### WHAT IS BEING ASKED
Please carry on the news article below about Dr. Chris Spitters stepping down as Snohomish County's health officer, picking up right after its final sentence.

### TEXT SECTION
╔══

Chris Spitters, Snohomish County’s chief health officer, to step down

The physician who has been the official voice of the pandemic here says his departure is not work-related.

Dr Chris Spitters during a meeting of the Snohomish Health District board in Everett on March 2, 2020. (Kevin Clark / The Herald)

Dr Chris Spitters during a meeting of the Snohomish Health District board in Everett on March 2, 2020. (Kevin Clark / The Herald)

EVERETT — The face of Snohomish County’s pandemic response, Health Officer Dr. Chris Spitters, will step down next June.

“There is no work-related reason for my choice to resign from the Health Officer position, and I am not leaving for another role,” Spitters said in a statement Monday. “Instead, long-deferred commitments to my wife and family now must take precedent over vocation. They have waited patiently for me on the sidelines of my life for so long.”

Spitters’ association with the Snohomish County Health District goes back to 1994. He was named interim health officer in 2019, when Dr. Mark Beatty was abruptly forced out of the position.

╚══

### SUPPLIED MATERIAL
╔══

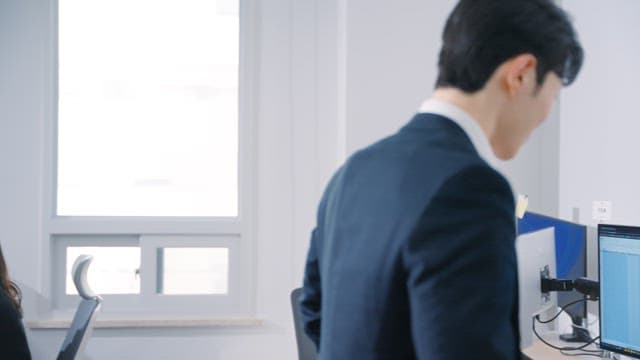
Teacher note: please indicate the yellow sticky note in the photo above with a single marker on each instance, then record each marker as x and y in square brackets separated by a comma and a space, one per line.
[521, 205]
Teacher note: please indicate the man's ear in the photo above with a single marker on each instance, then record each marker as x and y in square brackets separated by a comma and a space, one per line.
[520, 73]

╚══

### ANSWER
In March 2020, as the coronavirus pandemic began to take hold in the U.S., Spitters was permanently assigned to the position. The nation’s first reported case was in Snohomish County. Now the coronavirus has killed 822 Snohomish County residents and sickened more than 66,000.

Throughout his tenure, Spitters has steered the county through multiple waves of COVID-19 infections, carrying out Gov. Jay Inslee’s health directives. In early March 2020, he introduced locals to “social distancing,” urging people to avoid group gatherings. This August, he acted days before the governor in reissuing a mask requirement.

Now Spitters joins a wave of public health officials who have chosen to leave the profession. During the pandemic, health leaders in at least nine of Washington’s 39 counties had left their posts, according to one Crosscut report from August.

An Everett family-medicine doctor, Spitters originally started at the district in 1994 as the tuberculosis control officer, communicable disease director and deputy health officer. He left in 1999 for a stint with the state Department of Health. He returned to Snohomish County in 2001 to serve in a tuberculosis consulting role.

Spitters also served in public health roles in Asotin, Island, Klickitat and Yakima counties. He’s been the tuberculosis clinic director for Public Health—Seattle & King County since 2003, and has been Island County’s interim health officer since 2019.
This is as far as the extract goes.